====== Page excerpt ======
Freigeben über


Getting the Enterprise Canonical Data Model right

What is the correct level of abstraction for the Enterprise Canonical Data Model (ECDM)?

As I blogged before, the ECDM is used to decide what data should be passed through the integration infrastructure in the notifications that occur on business events.  The canonical schema that define "things" are all subsets of the ECDM (or extensions as well will see).

In some organizations, there are fairly few variations in basic 'things' like order, product, and agreement.  In other organizations, including Microsoft, the need for independent variation is more apparent.  As we move more toward "Software as a service," the number and types of products will only grow.  And what exactly is an order if we are using click-stream billing for a service call?  This will be fun.  So we need lots of flexibility as the business grows and changes.  An ECDM that is too prescriptive or too large can end up constraining the business' ability to grow and change.

There are basically two types of messages that need to rely on the ECDM: event notifications and full data entities.  Both are transitory, in that they state a fact at a particular point in time, but the event notifications are more transitory because they are only sent once across the infrastructure.  We need to be able to replay them, but (with the exception of BAM), we don't often query them.

In general, I'd say the rule for event notifications should be:

Communicate sparingly, communicate clearly, allow for questions.

Communicate sparingly: Define your entities to the minimum level needed to share "concepts" and "relationships" across the enterprise.  If an order happens from "company ABC" for 10,000 licenses of "product XSP" under marketing program "VLR", then the canonical schema for that order needs to be pretty short, and the event notification even shorter, so that receiving systems can decide if they even care.  Remember that your event system will send a LOT of events.  Keep them small but provide enough information for the recipient to decide if they need to know more.  So, perhaps the "order placed" notification has things like order id, customer id, partner id, reseller id, program id (sales are made under marketing programs) and a list of product categories that the items in the order represent.  That's it.  The receiving system can decide if they need to know more.
======
- Goal -
Reproduce the blog post on the Enterprise Canonical Data Model between "Communicate sparingly: Define" and "can decide if they need to know more.", inclusive, renaming "recipient" to "subscriber" throughout.
====== Provided material ======
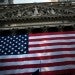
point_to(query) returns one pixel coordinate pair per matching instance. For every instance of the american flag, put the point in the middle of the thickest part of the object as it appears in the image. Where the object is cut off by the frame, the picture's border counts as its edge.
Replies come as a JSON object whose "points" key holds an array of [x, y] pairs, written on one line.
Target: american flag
{"points": [[50, 53]]}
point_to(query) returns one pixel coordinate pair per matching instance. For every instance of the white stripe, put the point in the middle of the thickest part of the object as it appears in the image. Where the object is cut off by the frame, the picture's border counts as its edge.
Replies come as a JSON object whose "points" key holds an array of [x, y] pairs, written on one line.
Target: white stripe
{"points": [[43, 69], [38, 61], [51, 41], [37, 54], [51, 36], [51, 47]]}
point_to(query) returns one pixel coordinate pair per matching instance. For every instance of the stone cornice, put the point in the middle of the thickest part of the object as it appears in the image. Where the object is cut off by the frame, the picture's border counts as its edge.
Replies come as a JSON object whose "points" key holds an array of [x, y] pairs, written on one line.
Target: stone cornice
{"points": [[36, 12]]}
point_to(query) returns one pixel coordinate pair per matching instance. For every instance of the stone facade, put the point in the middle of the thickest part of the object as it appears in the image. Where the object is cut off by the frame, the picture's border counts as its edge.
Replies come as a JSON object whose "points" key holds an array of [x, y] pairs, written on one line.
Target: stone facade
{"points": [[34, 16], [2, 2]]}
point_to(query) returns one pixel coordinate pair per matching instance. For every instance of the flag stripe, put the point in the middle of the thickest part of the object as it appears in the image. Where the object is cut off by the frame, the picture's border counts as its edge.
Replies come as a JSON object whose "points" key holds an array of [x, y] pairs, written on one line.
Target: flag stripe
{"points": [[51, 53], [51, 36], [38, 61], [43, 69], [37, 65], [37, 58]]}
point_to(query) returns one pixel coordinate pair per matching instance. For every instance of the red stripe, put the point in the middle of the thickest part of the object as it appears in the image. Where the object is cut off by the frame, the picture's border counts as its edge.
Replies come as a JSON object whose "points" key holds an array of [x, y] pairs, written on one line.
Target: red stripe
{"points": [[52, 50], [37, 58], [53, 38], [52, 44], [60, 72], [21, 74], [37, 65], [53, 33]]}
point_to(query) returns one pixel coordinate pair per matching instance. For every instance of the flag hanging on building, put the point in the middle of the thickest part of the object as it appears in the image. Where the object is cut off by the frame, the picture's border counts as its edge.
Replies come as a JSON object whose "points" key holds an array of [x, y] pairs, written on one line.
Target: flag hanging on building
{"points": [[51, 53]]}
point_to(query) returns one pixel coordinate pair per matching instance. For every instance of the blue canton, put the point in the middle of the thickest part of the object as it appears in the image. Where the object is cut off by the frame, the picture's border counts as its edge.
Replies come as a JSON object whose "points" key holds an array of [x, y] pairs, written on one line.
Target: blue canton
{"points": [[13, 45]]}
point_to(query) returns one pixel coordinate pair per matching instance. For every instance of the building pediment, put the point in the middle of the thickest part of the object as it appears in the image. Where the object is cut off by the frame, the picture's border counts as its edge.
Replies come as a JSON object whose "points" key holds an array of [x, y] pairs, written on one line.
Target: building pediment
{"points": [[34, 11]]}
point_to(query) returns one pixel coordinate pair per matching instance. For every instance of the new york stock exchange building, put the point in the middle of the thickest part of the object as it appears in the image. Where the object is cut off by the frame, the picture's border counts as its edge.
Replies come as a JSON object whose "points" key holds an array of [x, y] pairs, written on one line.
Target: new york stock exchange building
{"points": [[37, 38]]}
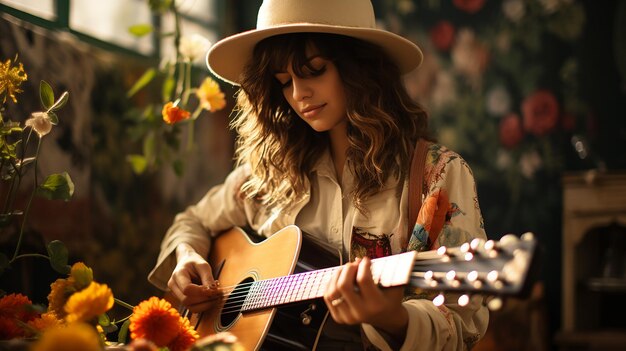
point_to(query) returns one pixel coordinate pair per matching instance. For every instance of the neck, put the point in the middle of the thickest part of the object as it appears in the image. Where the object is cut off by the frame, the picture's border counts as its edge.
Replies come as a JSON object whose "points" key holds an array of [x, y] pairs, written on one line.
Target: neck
{"points": [[339, 147]]}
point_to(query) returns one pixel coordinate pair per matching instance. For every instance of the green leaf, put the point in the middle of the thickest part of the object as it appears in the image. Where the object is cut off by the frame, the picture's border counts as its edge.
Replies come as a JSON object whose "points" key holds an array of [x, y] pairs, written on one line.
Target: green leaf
{"points": [[60, 102], [57, 187], [147, 76], [4, 262], [54, 119], [122, 336], [140, 30], [168, 88], [46, 94], [58, 254], [138, 163], [179, 167], [149, 147]]}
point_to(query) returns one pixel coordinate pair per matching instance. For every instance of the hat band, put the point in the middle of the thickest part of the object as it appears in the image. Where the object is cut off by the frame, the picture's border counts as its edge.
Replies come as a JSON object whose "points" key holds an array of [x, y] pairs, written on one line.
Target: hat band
{"points": [[356, 13]]}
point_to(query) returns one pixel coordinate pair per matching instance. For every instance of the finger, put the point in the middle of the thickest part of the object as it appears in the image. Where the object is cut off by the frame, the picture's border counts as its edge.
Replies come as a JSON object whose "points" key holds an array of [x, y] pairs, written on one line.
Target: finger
{"points": [[345, 283], [176, 291], [331, 292], [365, 281]]}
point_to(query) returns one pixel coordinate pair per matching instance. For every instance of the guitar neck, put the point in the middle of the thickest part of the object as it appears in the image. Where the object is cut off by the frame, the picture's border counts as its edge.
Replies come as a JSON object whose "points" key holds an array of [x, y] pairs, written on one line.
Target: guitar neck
{"points": [[387, 272]]}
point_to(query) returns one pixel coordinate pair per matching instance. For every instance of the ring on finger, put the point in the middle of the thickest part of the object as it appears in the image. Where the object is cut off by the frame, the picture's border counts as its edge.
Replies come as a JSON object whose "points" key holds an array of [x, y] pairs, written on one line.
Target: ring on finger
{"points": [[336, 302]]}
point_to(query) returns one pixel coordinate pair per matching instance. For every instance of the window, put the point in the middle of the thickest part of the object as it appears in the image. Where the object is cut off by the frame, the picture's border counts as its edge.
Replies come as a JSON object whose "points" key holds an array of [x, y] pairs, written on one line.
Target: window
{"points": [[106, 23]]}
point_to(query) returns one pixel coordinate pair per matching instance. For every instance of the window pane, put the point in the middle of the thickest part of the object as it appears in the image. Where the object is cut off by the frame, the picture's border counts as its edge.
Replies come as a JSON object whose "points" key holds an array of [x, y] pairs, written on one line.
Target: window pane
{"points": [[202, 10], [187, 28], [109, 21], [41, 8]]}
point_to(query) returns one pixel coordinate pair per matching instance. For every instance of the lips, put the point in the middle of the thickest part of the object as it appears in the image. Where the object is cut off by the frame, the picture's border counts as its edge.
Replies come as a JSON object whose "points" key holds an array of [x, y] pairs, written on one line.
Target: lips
{"points": [[312, 110]]}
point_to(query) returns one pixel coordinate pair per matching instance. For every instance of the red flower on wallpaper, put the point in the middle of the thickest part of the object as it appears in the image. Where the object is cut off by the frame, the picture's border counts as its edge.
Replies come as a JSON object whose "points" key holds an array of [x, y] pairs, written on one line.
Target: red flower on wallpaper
{"points": [[442, 35], [469, 6], [541, 112], [511, 132]]}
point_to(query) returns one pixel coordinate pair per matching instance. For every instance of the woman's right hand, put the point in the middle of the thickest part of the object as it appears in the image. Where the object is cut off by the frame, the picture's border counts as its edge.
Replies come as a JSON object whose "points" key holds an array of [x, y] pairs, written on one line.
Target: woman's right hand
{"points": [[192, 281]]}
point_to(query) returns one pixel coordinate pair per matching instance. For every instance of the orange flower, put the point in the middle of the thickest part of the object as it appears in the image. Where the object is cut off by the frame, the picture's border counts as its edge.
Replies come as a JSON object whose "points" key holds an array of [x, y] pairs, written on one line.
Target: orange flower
{"points": [[9, 329], [16, 306], [210, 96], [74, 337], [541, 112], [60, 291], [82, 275], [88, 303], [174, 114], [156, 320], [44, 322], [185, 338]]}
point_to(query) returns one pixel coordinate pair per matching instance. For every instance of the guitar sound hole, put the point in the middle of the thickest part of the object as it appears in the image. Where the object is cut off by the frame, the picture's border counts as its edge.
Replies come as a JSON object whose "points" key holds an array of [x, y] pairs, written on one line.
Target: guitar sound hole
{"points": [[232, 306]]}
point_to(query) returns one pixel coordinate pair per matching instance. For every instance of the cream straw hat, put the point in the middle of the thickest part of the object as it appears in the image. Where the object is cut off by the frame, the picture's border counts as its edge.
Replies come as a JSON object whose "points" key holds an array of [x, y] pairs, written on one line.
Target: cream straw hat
{"points": [[354, 18]]}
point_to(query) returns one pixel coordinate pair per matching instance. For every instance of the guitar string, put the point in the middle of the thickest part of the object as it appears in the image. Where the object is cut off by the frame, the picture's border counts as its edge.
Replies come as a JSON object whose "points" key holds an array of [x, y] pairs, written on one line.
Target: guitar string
{"points": [[236, 301]]}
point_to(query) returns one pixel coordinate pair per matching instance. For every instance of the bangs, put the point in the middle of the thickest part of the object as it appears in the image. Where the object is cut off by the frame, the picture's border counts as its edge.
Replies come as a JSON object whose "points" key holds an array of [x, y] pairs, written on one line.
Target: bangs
{"points": [[297, 47]]}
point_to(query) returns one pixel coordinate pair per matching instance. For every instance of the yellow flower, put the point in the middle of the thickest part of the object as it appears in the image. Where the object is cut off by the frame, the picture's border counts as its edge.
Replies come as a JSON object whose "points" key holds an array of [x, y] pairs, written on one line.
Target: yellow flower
{"points": [[46, 321], [83, 275], [60, 291], [193, 47], [10, 80], [185, 338], [40, 122], [174, 114], [155, 320], [88, 303], [74, 337], [210, 96]]}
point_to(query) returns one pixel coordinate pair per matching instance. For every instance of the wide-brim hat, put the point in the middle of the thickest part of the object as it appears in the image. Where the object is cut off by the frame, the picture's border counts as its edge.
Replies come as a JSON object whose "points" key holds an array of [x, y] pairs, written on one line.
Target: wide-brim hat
{"points": [[355, 18]]}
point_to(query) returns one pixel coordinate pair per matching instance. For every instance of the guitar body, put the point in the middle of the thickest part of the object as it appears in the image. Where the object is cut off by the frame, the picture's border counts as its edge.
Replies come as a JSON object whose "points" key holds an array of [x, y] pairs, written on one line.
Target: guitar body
{"points": [[236, 259], [272, 289]]}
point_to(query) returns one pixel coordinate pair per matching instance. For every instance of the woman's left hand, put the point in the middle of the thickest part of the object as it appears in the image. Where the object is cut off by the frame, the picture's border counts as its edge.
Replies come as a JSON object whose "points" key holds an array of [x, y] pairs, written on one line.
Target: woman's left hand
{"points": [[352, 297]]}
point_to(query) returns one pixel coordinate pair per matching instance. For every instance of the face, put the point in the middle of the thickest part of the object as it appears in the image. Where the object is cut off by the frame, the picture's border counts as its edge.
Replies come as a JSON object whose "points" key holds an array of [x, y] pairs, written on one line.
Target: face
{"points": [[318, 97]]}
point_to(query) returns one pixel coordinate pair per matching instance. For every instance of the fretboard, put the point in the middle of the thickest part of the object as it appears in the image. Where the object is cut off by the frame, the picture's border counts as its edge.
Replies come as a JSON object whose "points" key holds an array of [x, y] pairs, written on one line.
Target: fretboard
{"points": [[387, 272]]}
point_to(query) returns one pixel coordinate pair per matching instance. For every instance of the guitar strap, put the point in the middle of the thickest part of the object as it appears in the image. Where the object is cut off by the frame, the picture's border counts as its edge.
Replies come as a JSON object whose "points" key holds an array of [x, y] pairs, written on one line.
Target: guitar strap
{"points": [[416, 183]]}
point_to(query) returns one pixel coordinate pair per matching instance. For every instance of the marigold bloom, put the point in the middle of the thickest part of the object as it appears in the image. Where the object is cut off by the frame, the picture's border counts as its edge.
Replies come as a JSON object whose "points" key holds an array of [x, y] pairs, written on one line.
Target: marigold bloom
{"points": [[60, 291], [74, 337], [82, 275], [46, 321], [186, 337], [156, 320], [210, 96], [16, 306], [10, 80], [88, 303], [40, 122], [174, 114], [9, 329]]}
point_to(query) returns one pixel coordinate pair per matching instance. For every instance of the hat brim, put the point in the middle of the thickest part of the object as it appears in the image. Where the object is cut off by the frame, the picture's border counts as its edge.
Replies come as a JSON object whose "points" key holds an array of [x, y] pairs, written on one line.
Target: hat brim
{"points": [[228, 57]]}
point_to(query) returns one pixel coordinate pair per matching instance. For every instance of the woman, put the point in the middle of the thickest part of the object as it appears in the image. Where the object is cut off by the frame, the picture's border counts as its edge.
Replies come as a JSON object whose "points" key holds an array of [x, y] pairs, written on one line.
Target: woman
{"points": [[326, 133]]}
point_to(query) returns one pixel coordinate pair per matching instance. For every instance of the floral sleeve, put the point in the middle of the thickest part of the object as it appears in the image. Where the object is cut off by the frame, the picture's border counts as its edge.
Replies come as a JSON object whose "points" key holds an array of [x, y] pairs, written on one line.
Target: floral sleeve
{"points": [[449, 216]]}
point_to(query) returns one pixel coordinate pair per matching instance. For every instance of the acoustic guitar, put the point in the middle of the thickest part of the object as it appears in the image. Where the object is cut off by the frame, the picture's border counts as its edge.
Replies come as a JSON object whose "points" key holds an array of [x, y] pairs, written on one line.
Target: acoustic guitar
{"points": [[260, 279]]}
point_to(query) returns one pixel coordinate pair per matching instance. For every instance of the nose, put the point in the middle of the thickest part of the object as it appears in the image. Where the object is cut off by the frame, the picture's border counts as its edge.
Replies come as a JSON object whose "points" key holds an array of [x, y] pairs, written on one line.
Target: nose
{"points": [[301, 88]]}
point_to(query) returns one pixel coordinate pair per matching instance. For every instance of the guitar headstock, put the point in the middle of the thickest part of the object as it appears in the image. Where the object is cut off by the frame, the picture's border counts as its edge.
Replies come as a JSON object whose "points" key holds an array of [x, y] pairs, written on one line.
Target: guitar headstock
{"points": [[497, 268]]}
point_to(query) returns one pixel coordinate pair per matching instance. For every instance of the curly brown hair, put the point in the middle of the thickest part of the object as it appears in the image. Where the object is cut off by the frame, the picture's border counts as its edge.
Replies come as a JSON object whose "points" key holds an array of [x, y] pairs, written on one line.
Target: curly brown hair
{"points": [[384, 123]]}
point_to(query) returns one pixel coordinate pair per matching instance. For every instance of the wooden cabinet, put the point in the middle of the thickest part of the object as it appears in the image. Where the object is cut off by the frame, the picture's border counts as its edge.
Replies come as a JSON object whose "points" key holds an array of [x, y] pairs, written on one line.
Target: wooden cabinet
{"points": [[594, 262]]}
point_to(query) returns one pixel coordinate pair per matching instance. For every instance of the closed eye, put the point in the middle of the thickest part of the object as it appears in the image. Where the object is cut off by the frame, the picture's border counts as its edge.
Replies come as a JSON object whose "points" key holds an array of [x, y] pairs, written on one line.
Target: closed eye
{"points": [[284, 79]]}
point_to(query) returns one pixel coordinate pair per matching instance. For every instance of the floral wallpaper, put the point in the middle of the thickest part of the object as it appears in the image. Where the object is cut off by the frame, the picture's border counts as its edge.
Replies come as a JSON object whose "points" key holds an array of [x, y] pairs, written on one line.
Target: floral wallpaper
{"points": [[525, 91], [502, 83]]}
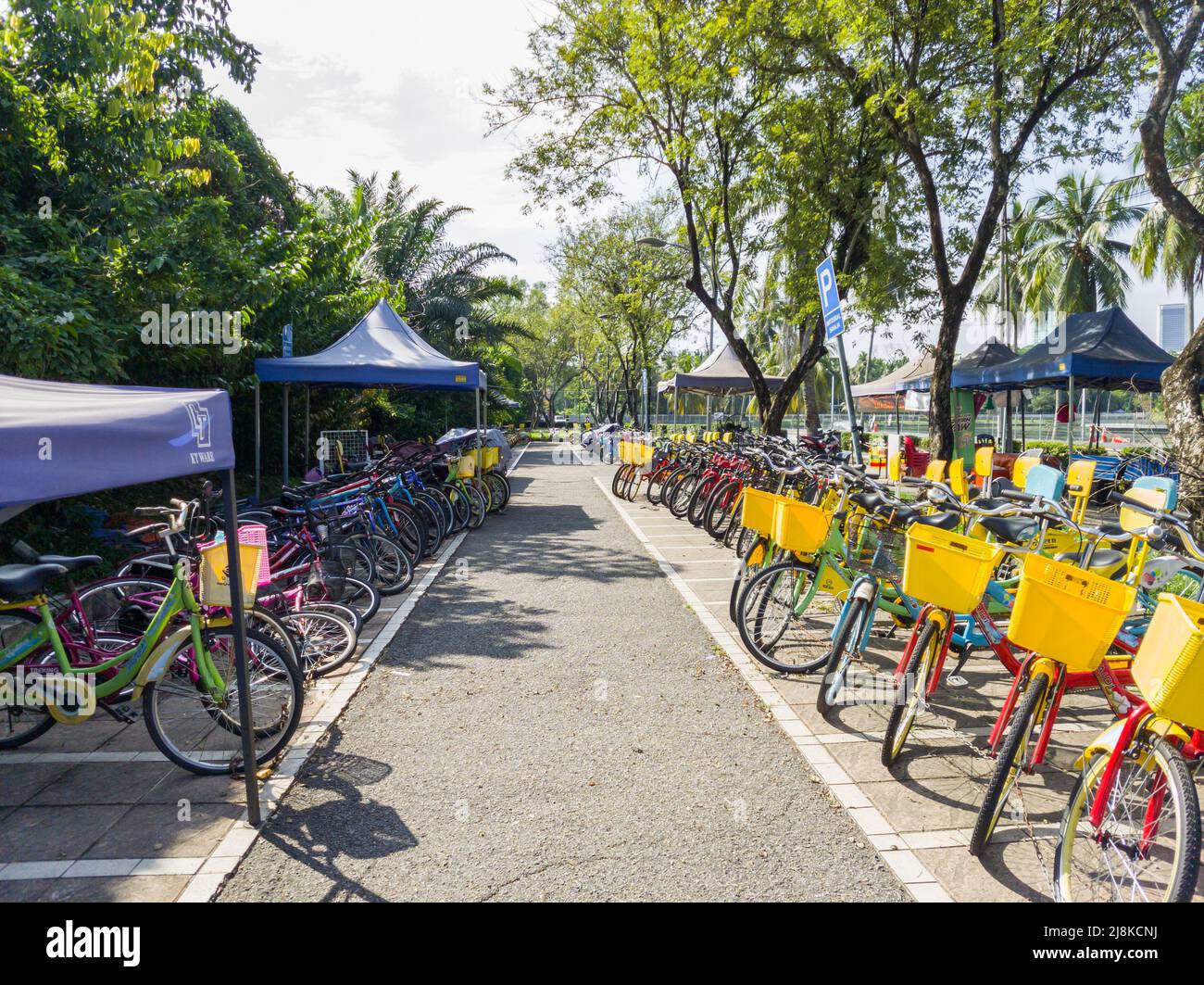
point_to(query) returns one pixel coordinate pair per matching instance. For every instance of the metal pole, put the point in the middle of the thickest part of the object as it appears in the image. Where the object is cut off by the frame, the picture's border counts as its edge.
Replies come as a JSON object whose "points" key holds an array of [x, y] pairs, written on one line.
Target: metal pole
{"points": [[284, 447], [1070, 423], [847, 398], [257, 442], [245, 723]]}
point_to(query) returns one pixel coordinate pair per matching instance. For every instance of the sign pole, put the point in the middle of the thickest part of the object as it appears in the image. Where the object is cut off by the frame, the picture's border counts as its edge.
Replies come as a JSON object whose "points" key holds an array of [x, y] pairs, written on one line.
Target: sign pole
{"points": [[834, 326]]}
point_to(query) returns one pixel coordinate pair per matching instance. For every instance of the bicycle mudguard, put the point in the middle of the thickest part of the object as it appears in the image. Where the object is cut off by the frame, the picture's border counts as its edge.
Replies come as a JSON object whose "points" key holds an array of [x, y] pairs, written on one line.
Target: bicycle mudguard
{"points": [[156, 664], [1106, 742]]}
======
- Result -
Communicate sparingly: Define your entities to the minimum level needed to share "concepts" and "relationships" across the enterprise.  If an order happens from "company ABC" for 10,000 licenses of "product XSP" under marketing program "VLR", then the canonical schema for that order needs to be pretty short, and the event notification even shorter, so that receiving systems can decide if they even care.  Remember that your event system will send a LOT of events.  Keep them small but provide enough information for the subscriber to decide if they need to know more.  So, perhaps the "order placed" notification has things like order id, customer id, partner id, reseller id, program id (sales are made under marketing programs) and a list of product categories that the items in the order represent.  That's it.  The receiving system can decide if they need to know more.